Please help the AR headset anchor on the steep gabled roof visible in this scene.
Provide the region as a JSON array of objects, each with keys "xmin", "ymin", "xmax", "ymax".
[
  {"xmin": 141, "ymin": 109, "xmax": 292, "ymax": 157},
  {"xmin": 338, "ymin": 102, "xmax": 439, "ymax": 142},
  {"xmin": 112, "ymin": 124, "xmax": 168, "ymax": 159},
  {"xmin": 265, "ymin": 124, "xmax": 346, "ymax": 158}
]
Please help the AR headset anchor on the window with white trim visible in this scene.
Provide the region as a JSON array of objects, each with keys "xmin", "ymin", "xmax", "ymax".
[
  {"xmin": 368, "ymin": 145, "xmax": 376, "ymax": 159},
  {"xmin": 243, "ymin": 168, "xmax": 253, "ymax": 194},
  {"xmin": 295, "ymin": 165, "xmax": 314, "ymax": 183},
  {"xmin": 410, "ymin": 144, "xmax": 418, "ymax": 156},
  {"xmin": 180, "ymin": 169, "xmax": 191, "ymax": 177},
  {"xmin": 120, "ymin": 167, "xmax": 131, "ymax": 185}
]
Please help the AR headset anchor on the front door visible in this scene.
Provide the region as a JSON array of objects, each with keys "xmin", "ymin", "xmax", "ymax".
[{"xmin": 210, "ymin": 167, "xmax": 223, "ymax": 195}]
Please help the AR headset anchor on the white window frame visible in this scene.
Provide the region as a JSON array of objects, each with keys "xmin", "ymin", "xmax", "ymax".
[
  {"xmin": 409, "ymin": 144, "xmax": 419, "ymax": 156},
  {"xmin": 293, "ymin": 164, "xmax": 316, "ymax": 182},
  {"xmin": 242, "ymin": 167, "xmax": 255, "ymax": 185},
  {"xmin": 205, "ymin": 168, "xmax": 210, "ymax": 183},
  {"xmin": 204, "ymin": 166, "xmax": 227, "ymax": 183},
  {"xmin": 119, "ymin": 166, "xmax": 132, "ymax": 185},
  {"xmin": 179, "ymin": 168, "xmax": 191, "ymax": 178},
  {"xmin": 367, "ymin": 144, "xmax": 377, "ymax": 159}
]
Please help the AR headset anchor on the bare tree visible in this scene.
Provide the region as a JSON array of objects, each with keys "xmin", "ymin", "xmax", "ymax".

================================

Exact copy required. Repeat the material above in full.

## Solution:
Please help the AR headset anchor on the steep gabled roof visible in this scene.
Provide the region as a JSON array of objects, each with keys "xmin", "ymin", "xmax", "ymax".
[
  {"xmin": 141, "ymin": 109, "xmax": 292, "ymax": 157},
  {"xmin": 338, "ymin": 102, "xmax": 439, "ymax": 142},
  {"xmin": 112, "ymin": 124, "xmax": 168, "ymax": 159},
  {"xmin": 265, "ymin": 124, "xmax": 346, "ymax": 158}
]
Please help the AR headset anchor on the window with white trim visible in this scene.
Provide the region as a JSON array of objects, each with keys "xmin", "ymin", "xmax", "ymax".
[
  {"xmin": 368, "ymin": 145, "xmax": 376, "ymax": 159},
  {"xmin": 243, "ymin": 168, "xmax": 253, "ymax": 194},
  {"xmin": 295, "ymin": 165, "xmax": 314, "ymax": 183},
  {"xmin": 410, "ymin": 144, "xmax": 418, "ymax": 156},
  {"xmin": 180, "ymin": 169, "xmax": 191, "ymax": 177},
  {"xmin": 120, "ymin": 167, "xmax": 131, "ymax": 185}
]
Please help the AR headset anchor on the front door visible in this scene.
Provide the region as a JSON array of objects, each with keys "xmin", "ymin", "xmax", "ymax".
[{"xmin": 210, "ymin": 167, "xmax": 223, "ymax": 195}]
Please help the AR headset anchor on the white window frame visible in this scene.
Provide the region as a JSON array of objects, each with keys "xmin", "ymin", "xmax", "ymax".
[
  {"xmin": 409, "ymin": 144, "xmax": 419, "ymax": 156},
  {"xmin": 293, "ymin": 164, "xmax": 316, "ymax": 182},
  {"xmin": 242, "ymin": 167, "xmax": 255, "ymax": 185},
  {"xmin": 205, "ymin": 168, "xmax": 210, "ymax": 183},
  {"xmin": 204, "ymin": 166, "xmax": 227, "ymax": 183},
  {"xmin": 119, "ymin": 166, "xmax": 132, "ymax": 185},
  {"xmin": 179, "ymin": 168, "xmax": 191, "ymax": 178},
  {"xmin": 367, "ymin": 144, "xmax": 377, "ymax": 159}
]
Please help the AR headset anchor on the bare tree visible in this scene.
Provide the region as a JSON array of objects, each with keys "xmin", "ymin", "xmax", "ymax".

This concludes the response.